======== Текст для чтения ========
Вот тогда-то и появился знаменитый приказ народного комиссара обороны «О переименовании 4-й танковой бригады в 1-ю гвардейскую танковую бригаду», и было сказано в нем, что эта танковая часть «отважными и умелыми боевыми действиями с 4.10 по 11.10 (1941 года), несмотря на значительное численное превосходство противника, нанесла ему тяжелые потери. Две фашистские танковые дивизии и одна мотодивизия были остановлены и понесли огромные потери от славных бойцов и командиров 4-й танковой бригады».
Так этот полковник стал командиром самой первой гвардейской танковой бригады, а кончил он войну уже в Берлине, имея под началом все ту же, ставшую легендарной бригаду, но теперь та бригада входила уже в состав 1-й гвардейской танковой армии, а всего было теперь у командарма Катукова уже тысяча современнейших танков, не считая прочей боевой техники.
========
Задача A - Где, согласно тексту о гвардейской танковой бригаде, полковник закончил войну?
Задача B - Перепишите дословно фрагмент текста о гвардейской танковой бригаде, начиная со слов «Вот тогда-то и» и заканчивая словами «прочей боевой техники.».
Следующий далее список никак не связан с текстом о гвардейской танковой бригаде.
======== Хранимые записи ========
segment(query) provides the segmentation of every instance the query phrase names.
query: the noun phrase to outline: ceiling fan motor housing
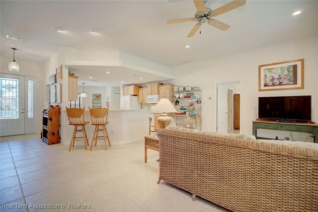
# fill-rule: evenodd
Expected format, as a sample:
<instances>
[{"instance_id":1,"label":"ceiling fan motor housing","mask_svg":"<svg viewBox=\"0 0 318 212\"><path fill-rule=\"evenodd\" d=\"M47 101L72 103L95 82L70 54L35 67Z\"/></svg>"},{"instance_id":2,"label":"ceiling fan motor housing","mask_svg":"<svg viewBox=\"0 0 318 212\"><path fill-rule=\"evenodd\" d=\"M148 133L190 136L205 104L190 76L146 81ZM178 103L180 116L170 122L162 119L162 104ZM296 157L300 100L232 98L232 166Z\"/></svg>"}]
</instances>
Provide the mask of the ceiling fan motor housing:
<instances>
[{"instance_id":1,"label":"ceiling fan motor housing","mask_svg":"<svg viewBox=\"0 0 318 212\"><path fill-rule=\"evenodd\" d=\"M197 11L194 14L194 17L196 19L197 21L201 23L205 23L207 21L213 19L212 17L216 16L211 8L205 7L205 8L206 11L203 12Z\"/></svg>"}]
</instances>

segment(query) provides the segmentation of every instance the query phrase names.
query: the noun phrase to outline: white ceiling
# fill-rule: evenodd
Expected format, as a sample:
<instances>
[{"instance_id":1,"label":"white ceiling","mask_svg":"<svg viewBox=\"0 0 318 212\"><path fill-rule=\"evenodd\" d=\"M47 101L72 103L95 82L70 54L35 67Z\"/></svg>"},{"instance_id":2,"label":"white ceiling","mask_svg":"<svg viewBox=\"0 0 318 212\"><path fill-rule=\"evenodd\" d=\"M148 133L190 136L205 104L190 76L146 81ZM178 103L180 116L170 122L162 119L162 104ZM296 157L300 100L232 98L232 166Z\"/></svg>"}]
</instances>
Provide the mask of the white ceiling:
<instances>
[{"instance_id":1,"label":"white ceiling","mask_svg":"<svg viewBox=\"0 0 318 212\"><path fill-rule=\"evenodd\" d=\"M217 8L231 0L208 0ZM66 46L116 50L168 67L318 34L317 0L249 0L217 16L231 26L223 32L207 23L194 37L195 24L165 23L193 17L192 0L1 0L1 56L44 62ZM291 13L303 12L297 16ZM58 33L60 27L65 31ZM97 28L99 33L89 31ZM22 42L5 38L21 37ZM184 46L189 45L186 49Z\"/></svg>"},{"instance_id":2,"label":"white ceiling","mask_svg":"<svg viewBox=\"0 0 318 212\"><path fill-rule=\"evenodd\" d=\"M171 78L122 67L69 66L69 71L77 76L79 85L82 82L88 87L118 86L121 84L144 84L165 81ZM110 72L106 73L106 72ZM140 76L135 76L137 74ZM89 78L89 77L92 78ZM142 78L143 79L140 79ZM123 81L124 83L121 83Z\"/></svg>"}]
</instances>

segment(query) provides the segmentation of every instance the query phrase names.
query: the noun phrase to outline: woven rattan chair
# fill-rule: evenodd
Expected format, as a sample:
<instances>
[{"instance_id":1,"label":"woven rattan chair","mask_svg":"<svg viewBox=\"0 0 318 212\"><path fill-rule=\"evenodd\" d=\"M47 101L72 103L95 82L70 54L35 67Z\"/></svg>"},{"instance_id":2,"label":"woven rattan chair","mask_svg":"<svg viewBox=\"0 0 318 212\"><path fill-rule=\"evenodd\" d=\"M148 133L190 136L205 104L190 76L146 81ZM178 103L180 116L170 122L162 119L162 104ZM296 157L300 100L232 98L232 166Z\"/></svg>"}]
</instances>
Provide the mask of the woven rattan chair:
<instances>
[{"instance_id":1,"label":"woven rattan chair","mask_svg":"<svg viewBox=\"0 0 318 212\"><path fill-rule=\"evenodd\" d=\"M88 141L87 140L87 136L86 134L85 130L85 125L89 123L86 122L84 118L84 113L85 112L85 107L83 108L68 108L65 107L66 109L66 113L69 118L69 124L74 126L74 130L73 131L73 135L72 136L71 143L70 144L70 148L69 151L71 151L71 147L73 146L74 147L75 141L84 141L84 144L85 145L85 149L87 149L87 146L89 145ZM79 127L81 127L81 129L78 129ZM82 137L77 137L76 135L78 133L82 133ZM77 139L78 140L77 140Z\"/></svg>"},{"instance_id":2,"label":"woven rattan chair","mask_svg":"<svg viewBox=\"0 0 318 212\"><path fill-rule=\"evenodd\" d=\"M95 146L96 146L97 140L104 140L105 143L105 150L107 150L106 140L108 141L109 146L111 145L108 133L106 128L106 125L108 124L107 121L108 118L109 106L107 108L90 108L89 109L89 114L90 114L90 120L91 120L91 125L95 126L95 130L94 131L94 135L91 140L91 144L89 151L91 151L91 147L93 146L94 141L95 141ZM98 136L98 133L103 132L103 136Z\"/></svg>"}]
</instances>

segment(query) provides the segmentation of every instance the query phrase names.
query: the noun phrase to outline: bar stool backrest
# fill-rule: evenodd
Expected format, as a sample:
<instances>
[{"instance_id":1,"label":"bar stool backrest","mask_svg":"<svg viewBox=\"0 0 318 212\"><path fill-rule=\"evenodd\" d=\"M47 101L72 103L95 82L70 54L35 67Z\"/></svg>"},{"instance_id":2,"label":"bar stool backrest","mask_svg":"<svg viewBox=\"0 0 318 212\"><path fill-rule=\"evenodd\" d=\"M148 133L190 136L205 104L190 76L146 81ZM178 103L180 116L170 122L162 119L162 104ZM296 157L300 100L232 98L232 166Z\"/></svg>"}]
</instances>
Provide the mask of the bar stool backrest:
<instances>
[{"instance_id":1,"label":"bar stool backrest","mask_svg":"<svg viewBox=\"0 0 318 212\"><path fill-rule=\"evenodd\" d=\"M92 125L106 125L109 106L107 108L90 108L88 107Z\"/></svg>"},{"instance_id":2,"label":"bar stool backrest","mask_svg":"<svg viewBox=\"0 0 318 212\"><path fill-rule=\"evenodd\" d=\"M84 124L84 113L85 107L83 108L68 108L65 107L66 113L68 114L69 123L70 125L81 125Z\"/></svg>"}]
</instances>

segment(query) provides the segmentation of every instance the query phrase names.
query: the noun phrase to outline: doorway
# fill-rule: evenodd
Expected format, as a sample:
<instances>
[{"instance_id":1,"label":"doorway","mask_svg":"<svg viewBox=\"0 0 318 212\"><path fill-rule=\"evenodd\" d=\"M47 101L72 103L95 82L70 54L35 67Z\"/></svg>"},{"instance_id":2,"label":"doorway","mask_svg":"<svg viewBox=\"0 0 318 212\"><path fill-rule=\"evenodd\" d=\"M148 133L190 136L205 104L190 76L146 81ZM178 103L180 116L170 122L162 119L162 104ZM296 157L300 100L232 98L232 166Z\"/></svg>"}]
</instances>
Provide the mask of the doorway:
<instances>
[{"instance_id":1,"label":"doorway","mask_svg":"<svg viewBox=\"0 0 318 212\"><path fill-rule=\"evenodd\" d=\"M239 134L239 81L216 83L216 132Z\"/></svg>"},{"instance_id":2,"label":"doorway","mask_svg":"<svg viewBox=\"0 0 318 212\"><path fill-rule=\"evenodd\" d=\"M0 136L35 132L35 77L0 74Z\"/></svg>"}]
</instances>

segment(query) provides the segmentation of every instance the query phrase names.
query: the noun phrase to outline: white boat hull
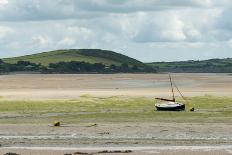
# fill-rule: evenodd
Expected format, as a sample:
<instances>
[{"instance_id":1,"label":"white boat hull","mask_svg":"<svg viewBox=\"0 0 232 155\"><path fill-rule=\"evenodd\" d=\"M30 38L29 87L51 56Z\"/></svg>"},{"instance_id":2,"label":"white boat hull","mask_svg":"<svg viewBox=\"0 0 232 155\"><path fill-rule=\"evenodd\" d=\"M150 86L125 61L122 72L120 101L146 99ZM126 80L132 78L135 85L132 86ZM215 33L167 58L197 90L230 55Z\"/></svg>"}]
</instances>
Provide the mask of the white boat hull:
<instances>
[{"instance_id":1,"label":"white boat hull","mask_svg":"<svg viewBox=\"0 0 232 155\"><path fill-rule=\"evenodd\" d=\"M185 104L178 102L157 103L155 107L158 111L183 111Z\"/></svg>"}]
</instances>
========
Письменное решение A - В Берлине.

Письменное решение B -
Вот тогда-то и появился знаменитый приказ народного комиссара обороны «О переименовании 4-й танковой бригады в 1-ю гвардейскую танковую бригаду», и было сказано в нем, что эта танковая часть «отважными и умелыми боевыми действиями с 4.10 по 11.10 (1941 года), несмотря на значительное численное превосходство противника, нанесла ему тяжелые потери. Две фашистские танковые дивизии и одна мотодивизия были остановлены и понесли огромные потери от славных бойцов и командиров 4-й танковой бригады».
Так этот полковник стал командиром самой первой гвардейской танковой бригады, а кончил он войну уже в Берлине, имея под началом все ту же, ставшую легендарной бригаду, но теперь та бригада входила уже в состав 1-й гвардейской танковой армии, а всего было теперь у командарма Катукова уже тысяча современнейших танков, не считая прочей боевой техники.